***** Provided information

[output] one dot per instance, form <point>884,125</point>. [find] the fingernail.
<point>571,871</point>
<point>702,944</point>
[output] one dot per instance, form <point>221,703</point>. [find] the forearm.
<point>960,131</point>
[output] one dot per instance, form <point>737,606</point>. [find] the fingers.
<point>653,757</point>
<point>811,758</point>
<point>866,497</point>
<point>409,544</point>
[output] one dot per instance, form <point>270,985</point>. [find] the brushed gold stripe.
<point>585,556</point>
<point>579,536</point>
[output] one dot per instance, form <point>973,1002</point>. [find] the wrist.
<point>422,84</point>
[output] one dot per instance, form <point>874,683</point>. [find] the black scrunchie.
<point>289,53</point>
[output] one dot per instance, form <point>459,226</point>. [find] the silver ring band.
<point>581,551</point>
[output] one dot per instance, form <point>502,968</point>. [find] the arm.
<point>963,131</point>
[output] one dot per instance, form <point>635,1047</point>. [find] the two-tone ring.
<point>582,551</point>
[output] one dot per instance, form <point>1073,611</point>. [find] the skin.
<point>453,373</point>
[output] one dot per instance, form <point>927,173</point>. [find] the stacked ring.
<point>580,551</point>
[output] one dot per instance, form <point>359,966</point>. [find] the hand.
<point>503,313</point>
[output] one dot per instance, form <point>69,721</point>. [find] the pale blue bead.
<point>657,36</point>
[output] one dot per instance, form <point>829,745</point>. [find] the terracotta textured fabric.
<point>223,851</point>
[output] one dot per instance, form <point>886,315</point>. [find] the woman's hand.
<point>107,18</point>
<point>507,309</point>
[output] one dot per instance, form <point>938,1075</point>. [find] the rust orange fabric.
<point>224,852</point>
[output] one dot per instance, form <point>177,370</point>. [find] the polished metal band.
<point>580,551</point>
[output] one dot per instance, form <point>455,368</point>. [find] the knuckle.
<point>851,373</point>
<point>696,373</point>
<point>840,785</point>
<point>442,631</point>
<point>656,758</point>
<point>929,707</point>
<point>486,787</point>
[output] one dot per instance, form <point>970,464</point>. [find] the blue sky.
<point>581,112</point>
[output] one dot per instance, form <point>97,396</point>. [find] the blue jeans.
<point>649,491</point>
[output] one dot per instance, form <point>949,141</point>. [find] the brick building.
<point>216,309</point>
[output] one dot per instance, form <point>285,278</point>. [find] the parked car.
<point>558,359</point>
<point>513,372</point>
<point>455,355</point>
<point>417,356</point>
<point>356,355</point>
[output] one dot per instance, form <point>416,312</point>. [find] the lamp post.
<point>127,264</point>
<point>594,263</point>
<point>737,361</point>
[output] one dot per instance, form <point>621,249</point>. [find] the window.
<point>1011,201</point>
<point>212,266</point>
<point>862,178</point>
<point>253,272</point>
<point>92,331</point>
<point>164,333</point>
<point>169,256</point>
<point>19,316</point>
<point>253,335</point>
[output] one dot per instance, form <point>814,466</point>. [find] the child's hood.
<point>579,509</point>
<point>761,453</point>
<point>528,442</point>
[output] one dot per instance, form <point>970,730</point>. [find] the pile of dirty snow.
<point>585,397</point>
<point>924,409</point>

**********

Convert every line of the rows above into a Markdown table with two columns, No. and Line. Number each line in order and leave out any blank lines.

| No. | Line |
|---|---|
| 1 | [output] one dot per instance, form <point>884,125</point>. [find] the fingernail. |
| 2 | <point>571,871</point> |
| 3 | <point>702,944</point> |
| 4 | [output] one dot per instance, form <point>221,703</point>. [find] the forearm. |
| 5 | <point>960,131</point> |
| 6 | [output] one dot per instance, form <point>737,606</point>. [find] the fingers. |
| 7 | <point>653,757</point> |
| 8 | <point>811,758</point> |
| 9 | <point>866,497</point> |
| 10 | <point>409,544</point> |
| 11 | [output] one dot per instance, form <point>270,985</point>. [find] the brushed gold stripe. |
| 12 | <point>585,556</point> |
| 13 | <point>579,536</point> |
| 14 | [output] one dot per instance, form <point>973,1002</point>. [find] the wrist. |
| 15 | <point>422,84</point> |
| 16 | [output] one dot per instance, form <point>874,683</point>. [find] the black scrunchie. |
| 17 | <point>289,53</point> |
| 18 | [output] one dot per instance, form <point>459,226</point>. [find] the silver ring band. |
| 19 | <point>581,551</point> |
| 20 | [output] one dot per instance, form <point>502,968</point>. [find] the arm. |
| 21 | <point>963,131</point> |
| 22 | [output] one dot per instance, form <point>635,1047</point>. [find] the two-tone ring. |
| 23 | <point>582,551</point> |
| 24 | [output] one dot per instance, form <point>1073,611</point>. [find] the skin. |
| 25 | <point>453,373</point> |
| 26 | [output] one dot per instance, form <point>927,173</point>. [find] the stacked ring. |
| 27 | <point>580,551</point> |
| 28 | [output] one dot per instance, form <point>359,966</point>. [find] the hand. |
| 29 | <point>503,313</point> |
| 30 | [output] one dot per instance, form <point>69,721</point>. [find] the pale blue bead. |
| 31 | <point>657,36</point> |
| 32 | [output] one dot per instance, form <point>829,745</point>. [find] the terracotta textured fabric. |
| 33 | <point>223,851</point> |
| 34 | [output] one dot per instance, form <point>886,315</point>. [find] the woman's hand. |
| 35 | <point>107,18</point> |
| 36 | <point>507,309</point> |
| 37 | [output] one dot per instance, form <point>938,1075</point>. [find] the rust orange fabric. |
| 38 | <point>224,852</point> |
| 39 | [output] one dot per instance, form <point>177,370</point>. [find] the polished metal band. |
| 40 | <point>580,551</point> |
| 41 | [output] one dot per instance, form <point>455,368</point>. [find] the knuckle. |
| 42 | <point>851,373</point> |
| 43 | <point>696,373</point> |
| 44 | <point>840,785</point> |
| 45 | <point>442,631</point> |
| 46 | <point>656,758</point> |
| 47 | <point>929,707</point> |
| 48 | <point>486,787</point> |
| 49 | [output] one dot per instance, form <point>970,464</point>. [find] the blue sky. |
| 50 | <point>581,112</point> |
| 51 | [output] one dot per instance, form <point>97,396</point>. [find] the blue jeans. |
| 52 | <point>649,491</point> |
| 53 | [output] one dot per instance, form <point>949,141</point>. [find] the brick building. |
| 54 | <point>216,309</point> |
| 55 | [output] one dot per instance, form <point>285,278</point>. [find] the parked car. |
| 56 | <point>558,359</point> |
| 57 | <point>513,372</point> |
| 58 | <point>455,355</point> |
| 59 | <point>417,356</point> |
| 60 | <point>356,355</point> |
| 61 | [output] one dot per instance, form <point>416,312</point>. [find] the lamp post. |
| 62 | <point>127,264</point> |
| 63 | <point>594,263</point> |
| 64 | <point>737,361</point> |
| 65 | [output] one dot per instance, form <point>621,249</point>. [find] the window. |
| 66 | <point>1011,201</point> |
| 67 | <point>212,266</point> |
| 68 | <point>862,178</point> |
| 69 | <point>253,272</point> |
| 70 | <point>92,331</point> |
| 71 | <point>164,333</point> |
| 72 | <point>169,256</point> |
| 73 | <point>19,316</point> |
| 74 | <point>253,335</point> |
| 75 | [output] one dot per instance, form <point>814,466</point>. [find] the child's hood. |
| 76 | <point>579,509</point> |
| 77 | <point>761,453</point> |
| 78 | <point>528,442</point> |
| 79 | [output] one dot per instance, form <point>970,730</point>. [find] the pile of dirty snow. |
| 80 | <point>585,397</point> |
| 81 | <point>924,409</point> |